PASSAGE SHOWN:
The ice at Cherry Hill had a definite tilt to it, too, prompting Bobby Hull to say, "It's the only arena I've ever been in where the visiting team had to skate uphill for two periods of every game. There was also a huge dip in the ice." In fact, one night Ted Scharf of the Knights was waiting for a pass when the puck shot straight up and struck him between the eyes.

No arena was more beautiful than the Coliseum, a magnificent structure in the rural township of Richfield, Ohio, outside Cleveland. It was the new home of Nick Mileti's Cleveland Crusaders, who played at the old Cleveland Arena from 1972 until 1974.

"Five million people live within an hour's drive of the Coliseum," Mileti said when his building opened.

He was right, too. All five million lived an hour away—and not very many of them ever drove for an hour to see the Crusaders play. "What a beautiful building it was," says Skip Krake, who played for the Crusaders and now owns and operates a sporting goods store in Lloydminster, Saskatchewan. "But all those empty seats! Why, 3,500 fans looked like 13. It made you want to cry a little."

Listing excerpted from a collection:
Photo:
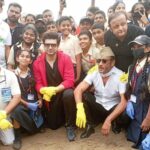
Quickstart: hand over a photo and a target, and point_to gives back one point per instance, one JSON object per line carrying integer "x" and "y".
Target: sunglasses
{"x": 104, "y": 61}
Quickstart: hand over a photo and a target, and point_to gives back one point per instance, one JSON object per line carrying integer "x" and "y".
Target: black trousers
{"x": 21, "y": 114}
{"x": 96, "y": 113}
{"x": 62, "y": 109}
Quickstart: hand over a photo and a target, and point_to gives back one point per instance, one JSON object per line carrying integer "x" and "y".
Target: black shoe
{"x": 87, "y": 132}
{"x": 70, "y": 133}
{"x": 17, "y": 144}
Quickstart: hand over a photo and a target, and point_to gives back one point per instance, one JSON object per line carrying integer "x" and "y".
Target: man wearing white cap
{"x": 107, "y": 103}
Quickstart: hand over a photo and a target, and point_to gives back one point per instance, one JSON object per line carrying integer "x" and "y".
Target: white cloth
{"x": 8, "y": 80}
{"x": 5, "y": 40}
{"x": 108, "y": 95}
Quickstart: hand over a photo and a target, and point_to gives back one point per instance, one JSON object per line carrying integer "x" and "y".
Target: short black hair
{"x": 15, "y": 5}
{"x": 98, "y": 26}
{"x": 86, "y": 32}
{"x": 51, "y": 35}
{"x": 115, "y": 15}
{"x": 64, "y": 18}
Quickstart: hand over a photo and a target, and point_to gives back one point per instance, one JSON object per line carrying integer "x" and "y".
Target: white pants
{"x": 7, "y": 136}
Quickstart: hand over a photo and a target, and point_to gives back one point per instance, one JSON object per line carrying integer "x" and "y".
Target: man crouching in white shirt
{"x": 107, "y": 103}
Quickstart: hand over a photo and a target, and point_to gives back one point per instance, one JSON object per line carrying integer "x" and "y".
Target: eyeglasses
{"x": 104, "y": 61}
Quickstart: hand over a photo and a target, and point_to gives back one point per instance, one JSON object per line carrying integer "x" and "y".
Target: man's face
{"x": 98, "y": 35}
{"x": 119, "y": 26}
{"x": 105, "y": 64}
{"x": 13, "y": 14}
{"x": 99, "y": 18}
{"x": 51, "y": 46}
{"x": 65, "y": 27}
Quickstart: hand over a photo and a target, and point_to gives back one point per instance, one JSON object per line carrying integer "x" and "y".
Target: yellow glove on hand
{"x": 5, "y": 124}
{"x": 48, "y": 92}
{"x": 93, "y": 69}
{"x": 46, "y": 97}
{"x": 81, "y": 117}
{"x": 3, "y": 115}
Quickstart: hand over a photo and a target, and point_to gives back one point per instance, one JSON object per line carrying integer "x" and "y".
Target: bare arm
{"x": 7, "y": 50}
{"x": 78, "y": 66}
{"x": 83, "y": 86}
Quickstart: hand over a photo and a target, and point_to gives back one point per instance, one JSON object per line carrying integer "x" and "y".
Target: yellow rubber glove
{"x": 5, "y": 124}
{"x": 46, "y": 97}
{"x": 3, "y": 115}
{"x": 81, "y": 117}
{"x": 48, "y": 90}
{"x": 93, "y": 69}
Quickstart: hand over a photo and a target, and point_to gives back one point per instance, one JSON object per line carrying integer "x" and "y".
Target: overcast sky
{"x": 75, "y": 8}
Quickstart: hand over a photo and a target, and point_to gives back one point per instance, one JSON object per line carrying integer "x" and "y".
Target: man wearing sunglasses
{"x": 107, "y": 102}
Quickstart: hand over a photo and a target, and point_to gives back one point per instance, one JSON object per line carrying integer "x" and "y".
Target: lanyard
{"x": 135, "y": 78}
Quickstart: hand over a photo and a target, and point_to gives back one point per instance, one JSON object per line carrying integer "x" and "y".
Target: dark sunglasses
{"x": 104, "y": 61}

---

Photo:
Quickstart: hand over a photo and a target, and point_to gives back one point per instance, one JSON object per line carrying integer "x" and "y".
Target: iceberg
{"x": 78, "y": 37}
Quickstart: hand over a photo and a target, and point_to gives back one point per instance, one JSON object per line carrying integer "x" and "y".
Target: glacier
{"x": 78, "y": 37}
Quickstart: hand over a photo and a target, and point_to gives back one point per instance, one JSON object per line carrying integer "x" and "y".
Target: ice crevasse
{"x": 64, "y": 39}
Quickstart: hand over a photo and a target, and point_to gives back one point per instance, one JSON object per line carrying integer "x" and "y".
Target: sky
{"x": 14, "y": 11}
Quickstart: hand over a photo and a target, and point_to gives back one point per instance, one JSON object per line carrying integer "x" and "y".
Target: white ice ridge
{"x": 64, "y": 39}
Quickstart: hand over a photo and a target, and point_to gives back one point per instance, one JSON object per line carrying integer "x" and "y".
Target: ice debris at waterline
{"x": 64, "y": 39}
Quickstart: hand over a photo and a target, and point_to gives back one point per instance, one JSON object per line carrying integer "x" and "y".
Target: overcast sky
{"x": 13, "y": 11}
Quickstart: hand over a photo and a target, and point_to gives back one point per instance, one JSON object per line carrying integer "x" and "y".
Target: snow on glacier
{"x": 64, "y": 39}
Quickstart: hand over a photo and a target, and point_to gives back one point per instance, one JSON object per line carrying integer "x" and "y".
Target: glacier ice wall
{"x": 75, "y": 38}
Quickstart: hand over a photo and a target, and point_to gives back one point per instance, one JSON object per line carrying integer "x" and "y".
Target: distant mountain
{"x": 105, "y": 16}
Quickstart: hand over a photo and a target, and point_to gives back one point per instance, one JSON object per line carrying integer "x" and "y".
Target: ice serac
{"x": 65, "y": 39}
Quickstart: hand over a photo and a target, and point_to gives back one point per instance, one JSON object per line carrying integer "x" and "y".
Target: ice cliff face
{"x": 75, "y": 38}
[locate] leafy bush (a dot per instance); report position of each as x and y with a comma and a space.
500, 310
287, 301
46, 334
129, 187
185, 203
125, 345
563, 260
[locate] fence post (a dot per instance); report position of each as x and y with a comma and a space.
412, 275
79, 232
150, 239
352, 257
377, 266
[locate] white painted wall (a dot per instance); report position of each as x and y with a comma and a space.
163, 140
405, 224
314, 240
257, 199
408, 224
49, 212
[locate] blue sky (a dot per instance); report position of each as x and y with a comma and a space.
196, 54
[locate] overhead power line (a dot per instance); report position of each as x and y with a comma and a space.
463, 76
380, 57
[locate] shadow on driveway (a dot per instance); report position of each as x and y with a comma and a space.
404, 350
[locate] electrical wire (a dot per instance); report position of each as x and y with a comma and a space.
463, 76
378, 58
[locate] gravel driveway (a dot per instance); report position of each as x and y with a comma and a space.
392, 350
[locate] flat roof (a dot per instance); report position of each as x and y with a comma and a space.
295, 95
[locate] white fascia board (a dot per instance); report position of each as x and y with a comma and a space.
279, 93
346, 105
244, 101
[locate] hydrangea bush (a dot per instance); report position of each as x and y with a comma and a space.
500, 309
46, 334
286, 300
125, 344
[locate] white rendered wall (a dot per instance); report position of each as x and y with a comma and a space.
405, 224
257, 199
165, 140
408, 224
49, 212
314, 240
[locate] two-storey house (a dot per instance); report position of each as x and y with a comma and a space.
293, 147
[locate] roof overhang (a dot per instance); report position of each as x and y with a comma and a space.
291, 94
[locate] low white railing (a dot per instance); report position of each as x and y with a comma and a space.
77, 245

---

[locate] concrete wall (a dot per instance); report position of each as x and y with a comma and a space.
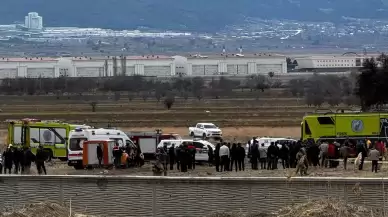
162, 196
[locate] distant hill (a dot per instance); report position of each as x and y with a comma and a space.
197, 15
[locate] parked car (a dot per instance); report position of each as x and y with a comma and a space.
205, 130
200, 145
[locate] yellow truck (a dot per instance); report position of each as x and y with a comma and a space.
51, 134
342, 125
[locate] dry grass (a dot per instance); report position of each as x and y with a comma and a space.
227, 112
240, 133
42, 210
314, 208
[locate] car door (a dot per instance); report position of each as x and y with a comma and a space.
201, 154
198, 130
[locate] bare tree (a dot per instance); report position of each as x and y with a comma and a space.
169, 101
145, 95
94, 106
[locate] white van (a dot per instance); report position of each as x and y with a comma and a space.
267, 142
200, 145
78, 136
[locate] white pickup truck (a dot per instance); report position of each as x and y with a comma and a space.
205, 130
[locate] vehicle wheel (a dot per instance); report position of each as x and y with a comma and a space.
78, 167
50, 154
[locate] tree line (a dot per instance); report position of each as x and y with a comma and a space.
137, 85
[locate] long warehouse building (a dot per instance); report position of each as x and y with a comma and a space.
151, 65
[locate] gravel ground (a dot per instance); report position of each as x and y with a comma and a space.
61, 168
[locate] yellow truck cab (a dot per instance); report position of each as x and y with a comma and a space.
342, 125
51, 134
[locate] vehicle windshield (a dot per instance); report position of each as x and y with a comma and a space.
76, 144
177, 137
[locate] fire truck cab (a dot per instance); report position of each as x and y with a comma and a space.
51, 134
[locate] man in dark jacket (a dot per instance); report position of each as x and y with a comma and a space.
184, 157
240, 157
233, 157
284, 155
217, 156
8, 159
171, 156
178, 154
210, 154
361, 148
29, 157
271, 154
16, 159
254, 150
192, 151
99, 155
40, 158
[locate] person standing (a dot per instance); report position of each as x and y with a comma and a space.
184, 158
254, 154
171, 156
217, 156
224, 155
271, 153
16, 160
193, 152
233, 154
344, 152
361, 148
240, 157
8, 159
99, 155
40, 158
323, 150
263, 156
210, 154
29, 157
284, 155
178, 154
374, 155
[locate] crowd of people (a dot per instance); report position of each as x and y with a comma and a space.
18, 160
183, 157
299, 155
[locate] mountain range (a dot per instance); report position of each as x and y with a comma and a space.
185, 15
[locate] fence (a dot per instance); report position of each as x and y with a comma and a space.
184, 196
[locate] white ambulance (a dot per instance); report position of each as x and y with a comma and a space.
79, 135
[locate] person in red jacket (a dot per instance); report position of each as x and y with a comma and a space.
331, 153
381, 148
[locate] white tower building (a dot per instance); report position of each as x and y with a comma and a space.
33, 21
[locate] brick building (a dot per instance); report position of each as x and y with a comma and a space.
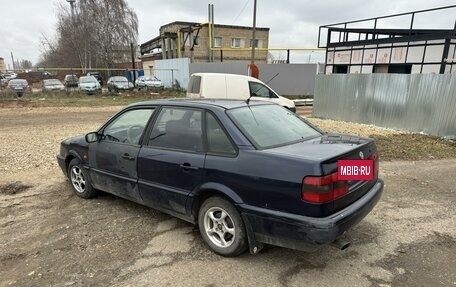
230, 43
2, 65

EXERCISE SET:
1. In the hockey arena passage, where did the Cleveland Crusaders play from 1972 until 1974?
2. Carry on the hockey arena passage from its last sentence.
The listing can be left aside.

RESULTS:
1. At the old Cleveland Arena.

2.
As it turned out, the Crusaders' best years were their two seasons at the old Arena on Euclid Avenue in Cleveland. Grubby and worn, the Arena sat on the edge of a tough neighborhood, across the street from a Catholic church and snug beside a rough bar. Five Crusaders had their cars stolen out of the parking lot at the Arena, Wayne Muloin and Tom Edur both losing new Thunderbirds on the same night. Steve Thomas, the Crusaders' trainer, who often had to work at the Arena late at night, was mugged three times one winter.

"Where's your watch?" one mugger growled at Thomas.

"They got that last week," the trainer said.

If the Arena had one distinguishing feature, it was the chicken wire wrapped above the boards at each end of the rink. Gary Jarrett could play the mesh better than anyone else in the league; he knew exactly where the soft rebounds would spill as pucks caromed off the chicken wire, and always parked himself accordingly near the net.

When the Crusaders left Cleveland for Richfield, they left the mesh behind because the new Coliseum had standard glass barriers. Suddenly, Jarrett couldn't catch up to the rebounds, and his point production plummeted from 79 to 41 to 33—whereupon he retired.